Set task → Locate the line that contains "Could you point at the black dslr". Print it and each following line through the end of the listing, verbatim, and nothing more.
>> begin Provided material
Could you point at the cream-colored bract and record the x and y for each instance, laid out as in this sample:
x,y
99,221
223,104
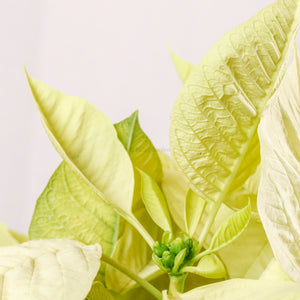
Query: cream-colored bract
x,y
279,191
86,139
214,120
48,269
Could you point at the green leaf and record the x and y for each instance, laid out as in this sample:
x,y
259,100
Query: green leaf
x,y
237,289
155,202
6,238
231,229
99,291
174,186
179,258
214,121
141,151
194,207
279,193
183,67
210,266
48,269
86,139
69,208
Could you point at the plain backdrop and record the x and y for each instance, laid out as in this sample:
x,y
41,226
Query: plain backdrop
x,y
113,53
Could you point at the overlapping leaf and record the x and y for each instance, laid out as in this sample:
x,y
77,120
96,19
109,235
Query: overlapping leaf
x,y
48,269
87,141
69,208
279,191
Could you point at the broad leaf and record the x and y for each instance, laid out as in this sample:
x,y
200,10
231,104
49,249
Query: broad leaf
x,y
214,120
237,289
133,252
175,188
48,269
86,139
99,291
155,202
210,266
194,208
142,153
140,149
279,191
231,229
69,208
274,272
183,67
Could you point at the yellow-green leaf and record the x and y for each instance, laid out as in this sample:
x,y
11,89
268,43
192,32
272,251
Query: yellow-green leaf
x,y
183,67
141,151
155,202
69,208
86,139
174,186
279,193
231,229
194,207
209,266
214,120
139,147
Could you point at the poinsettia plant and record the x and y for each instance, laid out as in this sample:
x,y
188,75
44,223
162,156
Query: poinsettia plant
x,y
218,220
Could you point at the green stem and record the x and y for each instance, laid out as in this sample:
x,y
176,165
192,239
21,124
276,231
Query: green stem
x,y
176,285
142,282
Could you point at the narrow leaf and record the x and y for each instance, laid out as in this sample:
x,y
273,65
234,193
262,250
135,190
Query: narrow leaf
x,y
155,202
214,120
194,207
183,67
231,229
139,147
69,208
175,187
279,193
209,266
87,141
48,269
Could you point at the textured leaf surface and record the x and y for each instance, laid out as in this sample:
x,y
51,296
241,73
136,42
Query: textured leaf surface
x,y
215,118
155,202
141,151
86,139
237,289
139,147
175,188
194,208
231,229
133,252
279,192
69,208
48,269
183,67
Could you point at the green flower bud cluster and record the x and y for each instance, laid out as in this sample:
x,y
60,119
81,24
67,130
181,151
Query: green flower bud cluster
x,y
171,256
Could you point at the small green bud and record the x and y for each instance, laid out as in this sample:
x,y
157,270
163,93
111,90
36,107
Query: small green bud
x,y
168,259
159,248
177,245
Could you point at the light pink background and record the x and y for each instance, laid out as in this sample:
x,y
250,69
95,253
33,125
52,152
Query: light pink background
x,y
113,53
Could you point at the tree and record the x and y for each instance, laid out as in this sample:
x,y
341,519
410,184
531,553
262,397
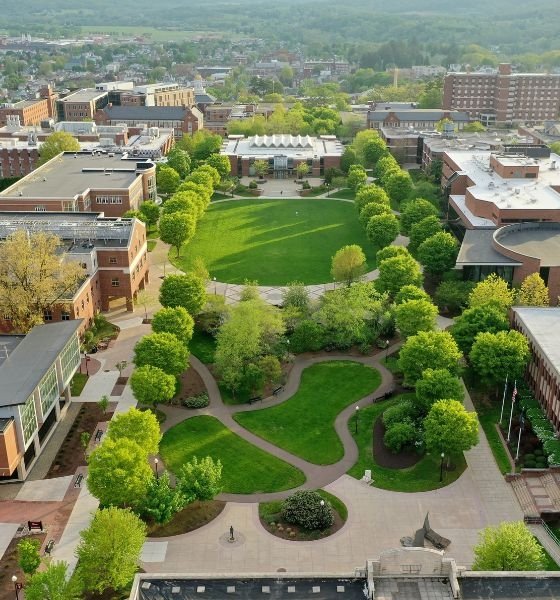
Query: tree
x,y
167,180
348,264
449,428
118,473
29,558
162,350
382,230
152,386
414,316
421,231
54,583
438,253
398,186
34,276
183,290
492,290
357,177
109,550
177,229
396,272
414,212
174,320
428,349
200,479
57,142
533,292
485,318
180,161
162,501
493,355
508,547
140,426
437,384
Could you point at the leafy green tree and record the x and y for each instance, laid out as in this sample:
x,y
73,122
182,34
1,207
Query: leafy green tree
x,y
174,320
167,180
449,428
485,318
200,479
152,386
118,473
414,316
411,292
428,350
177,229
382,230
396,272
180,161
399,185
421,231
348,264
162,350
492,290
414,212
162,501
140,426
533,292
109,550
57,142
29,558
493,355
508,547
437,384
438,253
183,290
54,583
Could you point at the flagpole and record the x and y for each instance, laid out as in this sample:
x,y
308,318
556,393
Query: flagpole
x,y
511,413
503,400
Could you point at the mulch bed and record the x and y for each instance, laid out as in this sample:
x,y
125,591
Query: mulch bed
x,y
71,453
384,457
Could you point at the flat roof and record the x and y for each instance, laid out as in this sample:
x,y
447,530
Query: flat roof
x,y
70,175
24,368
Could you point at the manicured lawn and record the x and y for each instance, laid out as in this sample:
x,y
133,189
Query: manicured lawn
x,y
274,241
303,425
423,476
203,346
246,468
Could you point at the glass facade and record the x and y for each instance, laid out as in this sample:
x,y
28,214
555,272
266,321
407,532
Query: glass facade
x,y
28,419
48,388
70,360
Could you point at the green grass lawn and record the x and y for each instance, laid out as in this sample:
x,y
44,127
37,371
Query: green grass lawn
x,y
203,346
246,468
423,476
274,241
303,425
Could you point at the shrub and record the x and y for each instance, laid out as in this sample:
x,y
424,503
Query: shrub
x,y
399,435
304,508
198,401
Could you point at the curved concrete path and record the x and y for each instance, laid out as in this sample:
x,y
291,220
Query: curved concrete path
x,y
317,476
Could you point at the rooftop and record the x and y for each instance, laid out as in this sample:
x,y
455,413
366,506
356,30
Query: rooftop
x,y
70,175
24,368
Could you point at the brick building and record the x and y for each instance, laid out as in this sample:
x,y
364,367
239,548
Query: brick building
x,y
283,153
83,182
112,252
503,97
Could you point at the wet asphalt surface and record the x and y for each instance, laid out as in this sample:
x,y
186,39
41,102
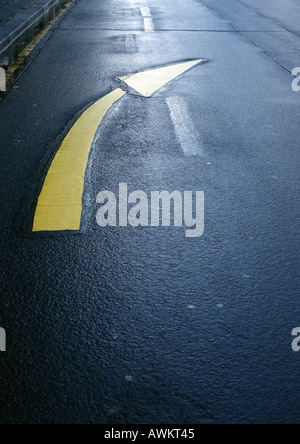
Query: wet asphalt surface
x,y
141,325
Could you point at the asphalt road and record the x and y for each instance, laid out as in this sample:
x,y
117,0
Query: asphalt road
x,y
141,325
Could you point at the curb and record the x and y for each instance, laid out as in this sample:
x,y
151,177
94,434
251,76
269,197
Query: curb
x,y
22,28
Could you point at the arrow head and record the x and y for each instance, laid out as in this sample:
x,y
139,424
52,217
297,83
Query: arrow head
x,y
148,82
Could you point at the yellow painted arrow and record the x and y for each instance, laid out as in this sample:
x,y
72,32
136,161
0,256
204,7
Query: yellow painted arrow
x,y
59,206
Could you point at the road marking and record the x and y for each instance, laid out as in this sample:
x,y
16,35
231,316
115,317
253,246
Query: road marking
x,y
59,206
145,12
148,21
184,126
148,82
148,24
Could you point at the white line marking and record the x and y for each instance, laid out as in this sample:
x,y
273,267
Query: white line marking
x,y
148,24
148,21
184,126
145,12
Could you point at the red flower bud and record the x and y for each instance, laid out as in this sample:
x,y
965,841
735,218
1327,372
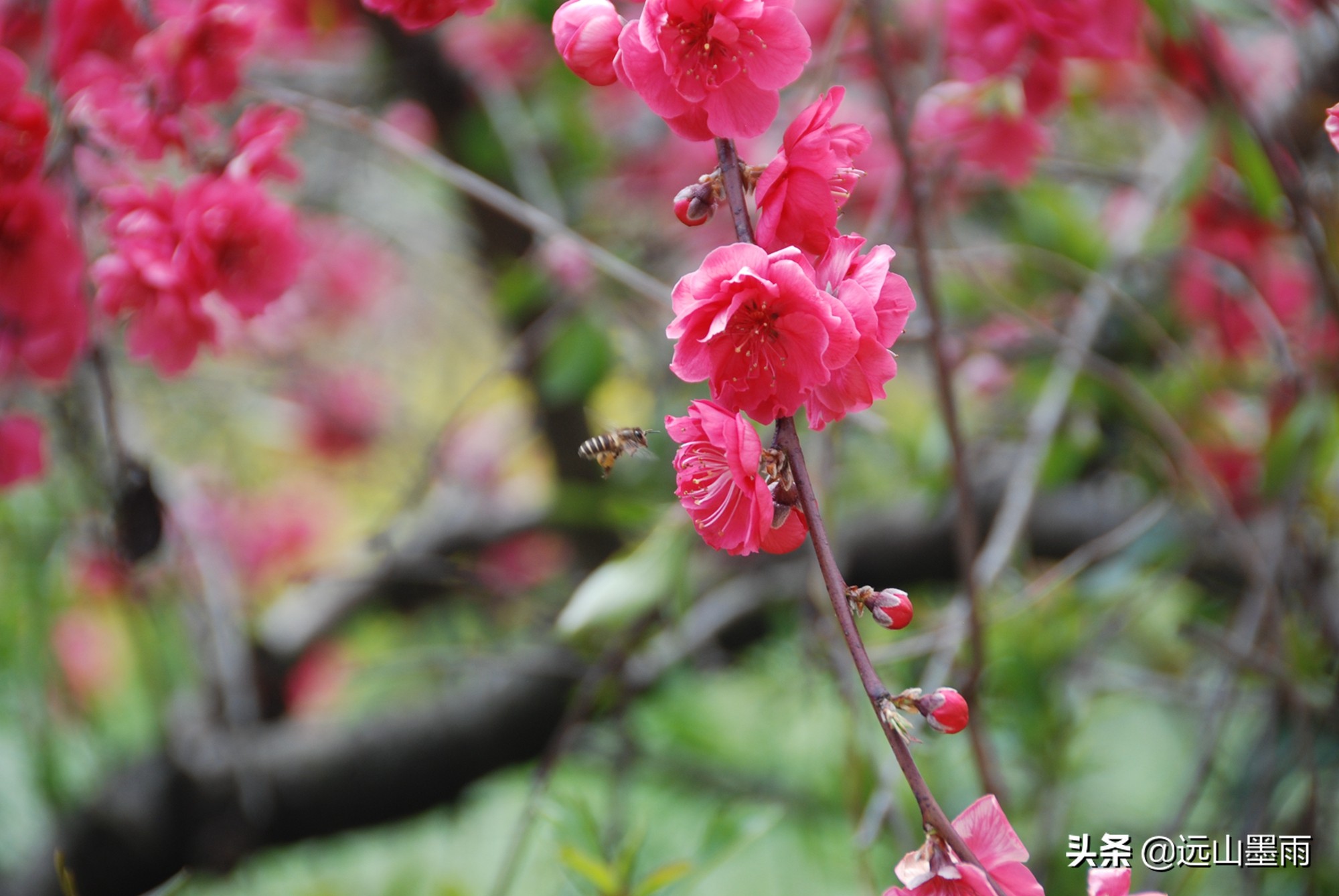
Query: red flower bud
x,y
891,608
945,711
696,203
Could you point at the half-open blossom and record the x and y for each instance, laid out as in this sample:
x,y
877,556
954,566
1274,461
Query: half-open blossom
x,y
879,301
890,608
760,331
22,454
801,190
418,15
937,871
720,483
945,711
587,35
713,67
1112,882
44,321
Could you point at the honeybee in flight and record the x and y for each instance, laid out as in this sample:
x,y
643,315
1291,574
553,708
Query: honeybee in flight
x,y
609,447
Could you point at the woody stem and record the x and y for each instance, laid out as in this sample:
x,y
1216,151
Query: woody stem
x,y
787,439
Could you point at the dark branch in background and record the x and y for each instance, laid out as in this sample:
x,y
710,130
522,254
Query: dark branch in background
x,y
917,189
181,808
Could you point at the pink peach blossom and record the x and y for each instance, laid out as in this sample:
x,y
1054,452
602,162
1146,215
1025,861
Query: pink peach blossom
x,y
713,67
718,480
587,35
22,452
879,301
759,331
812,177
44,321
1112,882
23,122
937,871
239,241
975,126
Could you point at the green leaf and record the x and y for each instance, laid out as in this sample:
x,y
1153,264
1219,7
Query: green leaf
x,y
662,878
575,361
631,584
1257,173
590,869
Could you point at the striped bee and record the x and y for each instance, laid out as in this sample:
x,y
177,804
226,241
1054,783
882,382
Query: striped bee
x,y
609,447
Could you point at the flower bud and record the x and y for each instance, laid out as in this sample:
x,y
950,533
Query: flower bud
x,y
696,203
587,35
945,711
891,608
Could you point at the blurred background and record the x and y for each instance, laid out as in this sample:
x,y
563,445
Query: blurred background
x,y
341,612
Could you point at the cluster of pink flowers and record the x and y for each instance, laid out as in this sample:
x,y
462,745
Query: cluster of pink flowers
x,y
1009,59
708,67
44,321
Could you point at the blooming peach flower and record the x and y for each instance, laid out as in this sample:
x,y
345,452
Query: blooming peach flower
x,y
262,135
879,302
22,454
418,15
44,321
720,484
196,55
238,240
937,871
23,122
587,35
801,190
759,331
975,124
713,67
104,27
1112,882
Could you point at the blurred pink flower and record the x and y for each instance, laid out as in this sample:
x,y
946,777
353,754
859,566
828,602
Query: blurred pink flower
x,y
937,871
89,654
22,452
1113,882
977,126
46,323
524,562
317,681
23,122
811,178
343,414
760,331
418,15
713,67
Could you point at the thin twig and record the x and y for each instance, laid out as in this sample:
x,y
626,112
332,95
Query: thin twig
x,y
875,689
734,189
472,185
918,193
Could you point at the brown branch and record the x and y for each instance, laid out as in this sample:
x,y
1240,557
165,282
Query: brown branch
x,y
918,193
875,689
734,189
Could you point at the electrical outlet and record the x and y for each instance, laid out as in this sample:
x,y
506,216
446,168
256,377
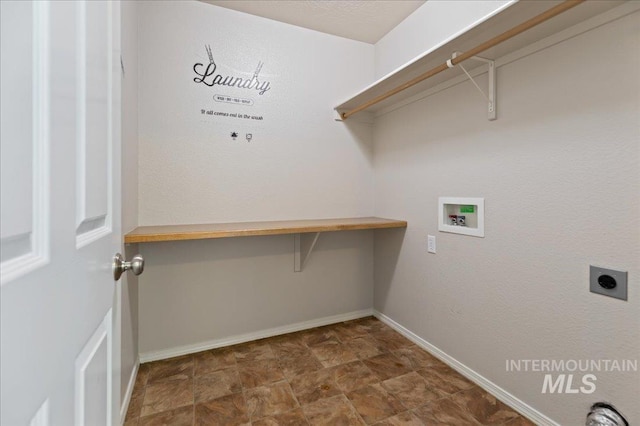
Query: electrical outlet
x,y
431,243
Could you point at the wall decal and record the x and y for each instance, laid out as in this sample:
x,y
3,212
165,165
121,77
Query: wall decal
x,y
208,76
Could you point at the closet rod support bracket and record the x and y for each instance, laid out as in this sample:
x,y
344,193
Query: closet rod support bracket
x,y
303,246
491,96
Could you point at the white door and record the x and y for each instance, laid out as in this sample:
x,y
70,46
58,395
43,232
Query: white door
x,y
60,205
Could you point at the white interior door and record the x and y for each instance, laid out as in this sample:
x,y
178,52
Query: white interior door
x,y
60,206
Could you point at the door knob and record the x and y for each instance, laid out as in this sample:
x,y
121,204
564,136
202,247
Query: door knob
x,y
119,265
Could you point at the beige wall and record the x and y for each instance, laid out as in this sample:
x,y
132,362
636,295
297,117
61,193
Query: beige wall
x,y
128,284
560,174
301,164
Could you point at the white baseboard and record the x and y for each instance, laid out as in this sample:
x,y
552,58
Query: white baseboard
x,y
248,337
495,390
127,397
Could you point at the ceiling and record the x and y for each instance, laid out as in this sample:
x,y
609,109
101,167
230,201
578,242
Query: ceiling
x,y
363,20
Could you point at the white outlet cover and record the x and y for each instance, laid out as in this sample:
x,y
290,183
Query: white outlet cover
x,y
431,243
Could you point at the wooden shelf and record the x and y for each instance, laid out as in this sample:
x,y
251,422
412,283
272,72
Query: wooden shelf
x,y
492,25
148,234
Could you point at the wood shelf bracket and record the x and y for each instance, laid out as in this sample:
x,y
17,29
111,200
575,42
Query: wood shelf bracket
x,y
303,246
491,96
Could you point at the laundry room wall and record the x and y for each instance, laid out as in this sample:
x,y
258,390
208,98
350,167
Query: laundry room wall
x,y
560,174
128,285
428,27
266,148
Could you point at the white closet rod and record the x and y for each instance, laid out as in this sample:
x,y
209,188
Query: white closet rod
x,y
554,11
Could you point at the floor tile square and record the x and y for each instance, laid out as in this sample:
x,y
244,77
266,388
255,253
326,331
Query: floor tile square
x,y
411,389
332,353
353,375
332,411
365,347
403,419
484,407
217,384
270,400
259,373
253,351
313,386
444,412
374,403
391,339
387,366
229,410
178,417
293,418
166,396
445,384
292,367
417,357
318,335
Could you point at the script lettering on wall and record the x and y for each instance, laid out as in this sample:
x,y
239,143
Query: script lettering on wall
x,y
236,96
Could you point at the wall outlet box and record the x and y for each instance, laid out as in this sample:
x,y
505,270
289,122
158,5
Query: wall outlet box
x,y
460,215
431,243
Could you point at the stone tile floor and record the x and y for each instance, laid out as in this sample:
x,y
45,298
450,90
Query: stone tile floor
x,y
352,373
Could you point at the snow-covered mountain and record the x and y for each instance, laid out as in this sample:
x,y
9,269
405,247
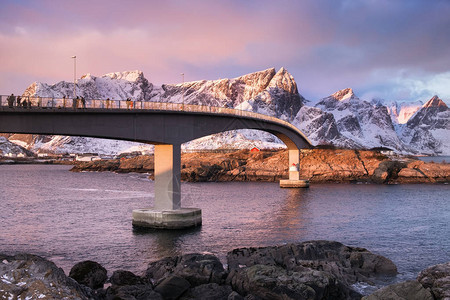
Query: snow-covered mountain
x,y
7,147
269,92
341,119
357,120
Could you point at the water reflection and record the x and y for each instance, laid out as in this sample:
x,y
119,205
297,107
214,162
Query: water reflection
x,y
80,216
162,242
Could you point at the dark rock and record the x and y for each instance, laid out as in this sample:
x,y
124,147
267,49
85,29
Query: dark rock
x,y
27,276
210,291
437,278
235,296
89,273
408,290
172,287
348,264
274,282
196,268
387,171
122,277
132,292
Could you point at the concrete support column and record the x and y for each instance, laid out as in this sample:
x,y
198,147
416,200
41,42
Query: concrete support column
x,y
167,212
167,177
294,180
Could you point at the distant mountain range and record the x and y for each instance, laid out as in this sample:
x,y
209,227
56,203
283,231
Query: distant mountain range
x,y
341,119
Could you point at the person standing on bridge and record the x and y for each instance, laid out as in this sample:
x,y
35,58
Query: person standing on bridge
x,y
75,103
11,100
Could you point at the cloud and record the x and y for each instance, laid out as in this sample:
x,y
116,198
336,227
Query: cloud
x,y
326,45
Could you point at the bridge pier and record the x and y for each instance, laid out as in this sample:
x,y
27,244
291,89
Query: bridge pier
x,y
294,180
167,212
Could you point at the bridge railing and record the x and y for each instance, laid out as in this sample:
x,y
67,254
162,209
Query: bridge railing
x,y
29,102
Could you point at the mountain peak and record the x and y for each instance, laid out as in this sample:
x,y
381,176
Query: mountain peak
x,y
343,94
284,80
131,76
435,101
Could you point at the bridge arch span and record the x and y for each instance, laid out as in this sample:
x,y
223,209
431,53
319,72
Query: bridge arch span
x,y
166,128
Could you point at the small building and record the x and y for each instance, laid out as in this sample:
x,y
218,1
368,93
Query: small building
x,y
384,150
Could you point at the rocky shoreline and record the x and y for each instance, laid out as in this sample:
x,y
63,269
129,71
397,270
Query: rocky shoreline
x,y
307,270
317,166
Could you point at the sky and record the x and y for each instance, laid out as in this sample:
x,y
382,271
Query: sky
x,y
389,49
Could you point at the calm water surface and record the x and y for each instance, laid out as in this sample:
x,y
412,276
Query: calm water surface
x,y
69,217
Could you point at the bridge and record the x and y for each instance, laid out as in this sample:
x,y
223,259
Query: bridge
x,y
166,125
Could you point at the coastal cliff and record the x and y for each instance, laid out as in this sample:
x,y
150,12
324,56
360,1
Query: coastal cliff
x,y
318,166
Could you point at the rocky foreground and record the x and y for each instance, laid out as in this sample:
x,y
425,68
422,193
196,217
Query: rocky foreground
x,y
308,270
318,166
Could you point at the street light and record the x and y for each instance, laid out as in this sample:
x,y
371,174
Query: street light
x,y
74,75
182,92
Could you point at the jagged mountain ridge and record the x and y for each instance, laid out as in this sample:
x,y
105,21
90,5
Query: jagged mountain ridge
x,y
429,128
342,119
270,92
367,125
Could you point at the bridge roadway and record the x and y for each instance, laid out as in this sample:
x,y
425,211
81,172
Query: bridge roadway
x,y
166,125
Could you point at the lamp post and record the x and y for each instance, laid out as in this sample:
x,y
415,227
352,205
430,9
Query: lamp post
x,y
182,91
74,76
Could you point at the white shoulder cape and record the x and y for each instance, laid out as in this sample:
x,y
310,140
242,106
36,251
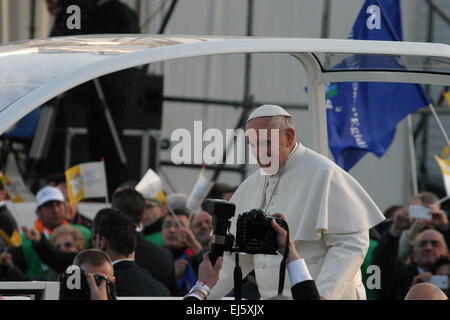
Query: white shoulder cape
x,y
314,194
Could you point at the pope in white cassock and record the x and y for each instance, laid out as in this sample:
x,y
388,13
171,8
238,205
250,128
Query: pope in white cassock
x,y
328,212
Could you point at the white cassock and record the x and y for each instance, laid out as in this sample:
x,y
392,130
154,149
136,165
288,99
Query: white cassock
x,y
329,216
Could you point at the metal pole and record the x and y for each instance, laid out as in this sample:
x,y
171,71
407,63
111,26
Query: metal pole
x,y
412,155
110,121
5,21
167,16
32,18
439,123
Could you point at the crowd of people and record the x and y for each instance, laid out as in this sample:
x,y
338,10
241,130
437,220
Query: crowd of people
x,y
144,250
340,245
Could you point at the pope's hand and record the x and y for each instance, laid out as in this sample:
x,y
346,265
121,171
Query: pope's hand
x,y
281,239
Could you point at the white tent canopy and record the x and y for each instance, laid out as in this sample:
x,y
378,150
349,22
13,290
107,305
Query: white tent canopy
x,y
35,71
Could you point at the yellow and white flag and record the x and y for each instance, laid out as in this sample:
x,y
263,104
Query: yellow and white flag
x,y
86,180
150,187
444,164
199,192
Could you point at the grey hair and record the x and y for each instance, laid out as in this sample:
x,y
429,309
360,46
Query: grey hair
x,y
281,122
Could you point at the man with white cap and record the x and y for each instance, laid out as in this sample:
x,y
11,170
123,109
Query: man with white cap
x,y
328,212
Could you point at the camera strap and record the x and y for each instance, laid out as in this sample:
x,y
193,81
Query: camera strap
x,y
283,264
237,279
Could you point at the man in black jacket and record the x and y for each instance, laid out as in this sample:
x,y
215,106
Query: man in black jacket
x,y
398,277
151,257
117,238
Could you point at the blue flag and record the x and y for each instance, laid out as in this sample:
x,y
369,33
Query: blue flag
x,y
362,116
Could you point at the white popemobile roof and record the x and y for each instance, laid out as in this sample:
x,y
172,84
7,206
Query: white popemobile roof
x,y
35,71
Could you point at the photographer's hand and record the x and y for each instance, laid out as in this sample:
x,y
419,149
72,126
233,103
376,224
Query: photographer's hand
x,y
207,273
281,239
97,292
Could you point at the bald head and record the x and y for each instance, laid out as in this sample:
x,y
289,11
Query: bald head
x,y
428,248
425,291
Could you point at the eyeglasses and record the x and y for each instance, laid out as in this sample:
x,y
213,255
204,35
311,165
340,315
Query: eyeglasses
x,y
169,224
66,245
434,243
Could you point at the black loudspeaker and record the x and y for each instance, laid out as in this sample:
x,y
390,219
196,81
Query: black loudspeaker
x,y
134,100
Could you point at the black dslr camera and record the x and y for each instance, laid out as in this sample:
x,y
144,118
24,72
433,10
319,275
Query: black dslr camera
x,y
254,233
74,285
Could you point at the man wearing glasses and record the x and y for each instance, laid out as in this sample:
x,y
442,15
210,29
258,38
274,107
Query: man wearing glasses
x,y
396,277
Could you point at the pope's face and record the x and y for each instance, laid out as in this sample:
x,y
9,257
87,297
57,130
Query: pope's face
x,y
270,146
>> end Provided material
Completed task →
Could you point at the black dslr camera and record the x and y for each instance, laid out as in this sample:
x,y
144,118
24,72
433,10
319,275
Query: black dslr camera
x,y
254,233
74,285
Could you point at the man wearing glasses and record the x and y for each instance, laid out as in this sample:
x,y
442,15
210,29
258,38
274,107
Query: man wearing glasses
x,y
396,277
Could you point at the pope's face and record the x and y for each instance, laid out as in this sample:
x,y
9,257
87,297
57,130
Query: pope's face
x,y
270,146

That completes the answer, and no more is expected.